** START OF RECORD EXCERPTS **

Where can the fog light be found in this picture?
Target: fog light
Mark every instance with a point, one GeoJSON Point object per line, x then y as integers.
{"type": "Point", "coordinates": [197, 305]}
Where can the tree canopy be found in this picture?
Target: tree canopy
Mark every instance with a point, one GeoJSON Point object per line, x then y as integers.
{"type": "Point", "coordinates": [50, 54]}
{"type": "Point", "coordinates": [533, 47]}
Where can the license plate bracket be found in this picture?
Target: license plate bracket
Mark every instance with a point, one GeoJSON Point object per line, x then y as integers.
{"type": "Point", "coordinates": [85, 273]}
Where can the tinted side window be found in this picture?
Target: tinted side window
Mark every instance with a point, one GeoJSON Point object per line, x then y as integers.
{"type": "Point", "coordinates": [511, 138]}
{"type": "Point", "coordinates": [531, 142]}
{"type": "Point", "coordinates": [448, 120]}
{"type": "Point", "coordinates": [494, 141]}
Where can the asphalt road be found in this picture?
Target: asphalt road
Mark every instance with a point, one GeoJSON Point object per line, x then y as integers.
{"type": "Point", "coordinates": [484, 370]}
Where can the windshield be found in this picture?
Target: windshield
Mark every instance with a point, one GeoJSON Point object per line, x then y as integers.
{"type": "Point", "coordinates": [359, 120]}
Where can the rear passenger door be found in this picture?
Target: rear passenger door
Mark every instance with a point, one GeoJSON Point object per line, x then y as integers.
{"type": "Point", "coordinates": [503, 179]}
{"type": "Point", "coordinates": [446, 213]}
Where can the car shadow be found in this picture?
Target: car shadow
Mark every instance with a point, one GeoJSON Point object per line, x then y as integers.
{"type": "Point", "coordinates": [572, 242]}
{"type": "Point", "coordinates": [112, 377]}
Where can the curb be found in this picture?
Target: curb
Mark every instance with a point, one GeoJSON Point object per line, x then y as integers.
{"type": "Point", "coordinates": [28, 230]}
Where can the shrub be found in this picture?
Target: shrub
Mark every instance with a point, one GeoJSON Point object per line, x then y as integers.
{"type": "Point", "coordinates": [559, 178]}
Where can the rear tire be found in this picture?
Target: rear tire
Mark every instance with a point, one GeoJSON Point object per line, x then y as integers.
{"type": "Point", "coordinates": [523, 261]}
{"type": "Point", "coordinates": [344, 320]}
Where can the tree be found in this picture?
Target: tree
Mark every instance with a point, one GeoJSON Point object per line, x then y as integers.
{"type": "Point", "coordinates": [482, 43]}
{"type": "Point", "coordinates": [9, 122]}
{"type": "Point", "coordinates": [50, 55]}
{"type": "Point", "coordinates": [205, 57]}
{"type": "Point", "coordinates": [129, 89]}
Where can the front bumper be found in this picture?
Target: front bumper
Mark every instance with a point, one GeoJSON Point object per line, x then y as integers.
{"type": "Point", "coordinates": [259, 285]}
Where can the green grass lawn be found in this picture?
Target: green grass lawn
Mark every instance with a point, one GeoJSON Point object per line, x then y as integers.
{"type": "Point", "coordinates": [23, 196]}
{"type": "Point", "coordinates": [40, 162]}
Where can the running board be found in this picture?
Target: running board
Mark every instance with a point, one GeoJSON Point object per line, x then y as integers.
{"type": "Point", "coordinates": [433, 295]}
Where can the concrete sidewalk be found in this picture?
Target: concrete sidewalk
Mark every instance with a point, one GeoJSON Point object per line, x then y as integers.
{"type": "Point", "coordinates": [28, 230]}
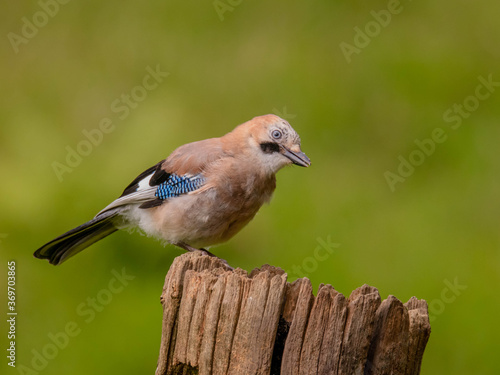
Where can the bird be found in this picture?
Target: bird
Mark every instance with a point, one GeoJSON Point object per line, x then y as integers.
{"type": "Point", "coordinates": [200, 196]}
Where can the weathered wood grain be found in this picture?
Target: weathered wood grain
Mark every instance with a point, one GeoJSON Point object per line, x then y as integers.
{"type": "Point", "coordinates": [220, 321]}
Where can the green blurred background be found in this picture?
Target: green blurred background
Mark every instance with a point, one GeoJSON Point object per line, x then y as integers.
{"type": "Point", "coordinates": [227, 64]}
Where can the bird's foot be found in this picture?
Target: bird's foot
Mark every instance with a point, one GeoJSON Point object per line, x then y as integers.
{"type": "Point", "coordinates": [187, 247]}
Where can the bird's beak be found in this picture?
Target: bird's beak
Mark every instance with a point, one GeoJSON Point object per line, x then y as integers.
{"type": "Point", "coordinates": [298, 158]}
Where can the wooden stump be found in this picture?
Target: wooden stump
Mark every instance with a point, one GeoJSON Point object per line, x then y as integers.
{"type": "Point", "coordinates": [217, 320]}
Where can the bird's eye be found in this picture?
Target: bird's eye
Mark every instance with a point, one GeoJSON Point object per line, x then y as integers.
{"type": "Point", "coordinates": [276, 134]}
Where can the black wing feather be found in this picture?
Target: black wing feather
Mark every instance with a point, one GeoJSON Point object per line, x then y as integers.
{"type": "Point", "coordinates": [134, 185]}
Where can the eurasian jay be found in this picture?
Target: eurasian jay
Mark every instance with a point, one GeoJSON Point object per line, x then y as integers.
{"type": "Point", "coordinates": [201, 195]}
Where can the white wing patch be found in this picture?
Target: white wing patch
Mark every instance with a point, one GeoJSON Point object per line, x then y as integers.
{"type": "Point", "coordinates": [143, 194]}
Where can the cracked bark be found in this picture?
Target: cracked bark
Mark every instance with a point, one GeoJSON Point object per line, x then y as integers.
{"type": "Point", "coordinates": [217, 320]}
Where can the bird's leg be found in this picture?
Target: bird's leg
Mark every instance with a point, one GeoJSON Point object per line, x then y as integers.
{"type": "Point", "coordinates": [187, 247]}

** END OF RECORD EXCERPTS **

Locate the line that contains "Where can the white". Repeat it and every line after it, up to and including the final line, exactly.

◆ **COMPLETE OUTPUT**:
Where can the white wing patch be found in this picture?
Target: white wing patch
Mark every instance with a point, one GeoJSON Point object per line, x then y as integers.
{"type": "Point", "coordinates": [143, 194]}
Where can the cracked bark be found in this picture?
Target: cracked bark
Mark every instance with a point, one GeoJSON Point object per line, x then y as integers.
{"type": "Point", "coordinates": [217, 320]}
Where can the bird's leg be found in this picture?
Target: bird's leg
Mark every instance with a point, one GeoJSON Point object per line, x then y as integers.
{"type": "Point", "coordinates": [187, 247]}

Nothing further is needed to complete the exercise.